------ TEXTO PROPORCIONADO

Precisa que cuando el derecho es vulnerado por no adoptar las medidas necesarias para mitigar y compensar las afectaciones y daños causados a los suelos, los mares o los ríos, se pierde ese equilibrio y se provocan consecuencias catastróficas como el calentamiento global y la desertificación.

El suelo constituye todo un sistema cambiante, por lo que representa un recurso altamente complejo. Da soporte a todas las formas de vida, las plantas, los animales y toda la biodiversidad que da sostén a la vegetación y garantiza los nutrientes necesarios para todas las especies, vegetales, hongos, algas, musgos, líquenes, pero también a la fauna y a los seres humanos.

Ni qué decir de la actividad agrícola, para la cual los suelos son el canal de comunicación entre el campesino y su cultivo, pues de las acciones en los suelos del productor pequeño o industrial dependerá la calidad, la productividad y el tamaño de su plantación.

------------
------ INFORMACIÓN REGISTRADA

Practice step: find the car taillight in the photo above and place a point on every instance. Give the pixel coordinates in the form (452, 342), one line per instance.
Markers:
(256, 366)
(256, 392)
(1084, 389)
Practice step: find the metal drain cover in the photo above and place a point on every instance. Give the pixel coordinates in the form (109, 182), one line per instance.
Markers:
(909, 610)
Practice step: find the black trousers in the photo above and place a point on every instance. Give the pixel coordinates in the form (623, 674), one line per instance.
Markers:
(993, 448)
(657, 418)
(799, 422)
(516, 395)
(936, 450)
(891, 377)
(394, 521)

------------
------ INFORMACIÓN REGISTRADA

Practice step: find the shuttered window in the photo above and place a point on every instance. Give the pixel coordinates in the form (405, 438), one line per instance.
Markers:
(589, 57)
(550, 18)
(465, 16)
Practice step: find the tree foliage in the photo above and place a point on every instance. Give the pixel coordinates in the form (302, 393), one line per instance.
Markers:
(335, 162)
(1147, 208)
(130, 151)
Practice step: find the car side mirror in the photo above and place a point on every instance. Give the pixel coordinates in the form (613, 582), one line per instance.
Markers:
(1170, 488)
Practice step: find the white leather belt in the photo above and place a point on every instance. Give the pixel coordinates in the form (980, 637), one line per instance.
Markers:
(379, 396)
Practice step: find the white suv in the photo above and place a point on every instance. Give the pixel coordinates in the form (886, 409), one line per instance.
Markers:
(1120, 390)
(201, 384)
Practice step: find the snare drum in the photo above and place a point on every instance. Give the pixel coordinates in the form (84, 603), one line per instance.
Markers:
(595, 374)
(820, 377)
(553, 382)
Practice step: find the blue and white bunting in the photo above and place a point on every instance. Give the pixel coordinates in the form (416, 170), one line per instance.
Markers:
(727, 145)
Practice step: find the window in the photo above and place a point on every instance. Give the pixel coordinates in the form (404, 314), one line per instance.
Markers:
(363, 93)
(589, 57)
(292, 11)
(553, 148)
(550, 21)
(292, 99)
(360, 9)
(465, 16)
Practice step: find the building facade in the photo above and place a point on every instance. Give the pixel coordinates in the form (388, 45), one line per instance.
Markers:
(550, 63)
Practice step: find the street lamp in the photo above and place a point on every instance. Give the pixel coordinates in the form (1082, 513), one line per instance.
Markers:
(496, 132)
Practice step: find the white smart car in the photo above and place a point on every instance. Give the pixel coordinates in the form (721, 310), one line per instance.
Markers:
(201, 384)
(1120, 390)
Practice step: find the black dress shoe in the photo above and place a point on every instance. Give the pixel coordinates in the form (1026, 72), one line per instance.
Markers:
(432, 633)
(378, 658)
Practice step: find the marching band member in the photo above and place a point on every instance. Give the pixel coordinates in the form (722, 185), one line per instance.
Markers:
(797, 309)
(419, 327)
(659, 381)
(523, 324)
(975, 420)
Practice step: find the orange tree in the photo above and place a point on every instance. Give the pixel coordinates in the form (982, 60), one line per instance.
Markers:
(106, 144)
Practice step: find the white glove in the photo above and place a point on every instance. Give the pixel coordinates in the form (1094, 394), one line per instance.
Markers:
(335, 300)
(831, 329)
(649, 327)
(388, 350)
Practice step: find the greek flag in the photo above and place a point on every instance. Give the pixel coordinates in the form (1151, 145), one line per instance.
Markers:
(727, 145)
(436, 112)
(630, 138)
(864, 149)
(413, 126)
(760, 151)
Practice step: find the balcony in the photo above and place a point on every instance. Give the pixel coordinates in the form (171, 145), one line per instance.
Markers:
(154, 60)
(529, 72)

------------

REQUISITOS DEL PROBLEMA: Copia literalmente el fragmento del texto sobre los suelos que comienza en "Precisa que cuando" y termina en "los seres humanos.".

RESULTADO OBTENIDO:
Precisa que cuando el derecho es vulnerado por no adoptar las medidas necesarias para mitigar y compensar las afectaciones y daños causados a los suelos, los mares o los ríos, se pierde ese equilibrio y se provocan consecuencias catastróficas como el calentamiento global y la desertificación.

El suelo constituye todo un sistema cambiante, por lo que representa un recurso altamente complejo. Da soporte a todas las formas de vida, las plantas, los animales y toda la biodiversidad que da sostén a la vegetación y garantiza los nutrientes necesarios para todas las especies, vegetales, hongos, algas, musgos, líquenes, pero también a la fauna y a los seres humanos.